##### Material #####

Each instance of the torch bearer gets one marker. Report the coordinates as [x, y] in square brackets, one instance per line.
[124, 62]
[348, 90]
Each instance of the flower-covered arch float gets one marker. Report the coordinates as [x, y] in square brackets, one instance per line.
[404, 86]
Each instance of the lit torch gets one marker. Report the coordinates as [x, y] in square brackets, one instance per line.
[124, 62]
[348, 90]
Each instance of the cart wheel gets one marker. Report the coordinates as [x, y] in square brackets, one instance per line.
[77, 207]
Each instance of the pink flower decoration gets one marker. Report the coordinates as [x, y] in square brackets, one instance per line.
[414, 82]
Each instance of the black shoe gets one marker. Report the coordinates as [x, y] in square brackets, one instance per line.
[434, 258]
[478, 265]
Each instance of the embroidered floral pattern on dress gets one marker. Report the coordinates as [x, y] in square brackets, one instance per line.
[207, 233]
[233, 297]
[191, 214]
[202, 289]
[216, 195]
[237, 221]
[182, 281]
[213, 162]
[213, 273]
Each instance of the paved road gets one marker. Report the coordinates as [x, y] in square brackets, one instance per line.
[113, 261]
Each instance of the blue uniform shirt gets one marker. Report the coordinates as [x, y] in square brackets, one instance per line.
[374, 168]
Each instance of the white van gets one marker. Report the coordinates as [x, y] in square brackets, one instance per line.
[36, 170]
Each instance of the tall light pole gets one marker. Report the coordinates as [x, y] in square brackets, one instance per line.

#####

Reproduce the records from the line with "Each instance of the paved" through the end of the records, requests included. Shift every coordinate value in the answers by -49.

Each instance of the paved road gets one marker. Report the coordinates as [x, y] in square brackets, one instance per line.
[64, 212]
Each instance of the blue uniform shirt gets one marker. Report the coordinates as [x, y] in square brackets, one instance per line.
[325, 119]
Each instance of the white van gets one marker. Report the coordinates as [x, y] in square brackets, one instance per line.
[-13, 121]
Each instance of the tall light pole gets one marker. Report the coordinates as [x, y] in square brackets, one instance per line.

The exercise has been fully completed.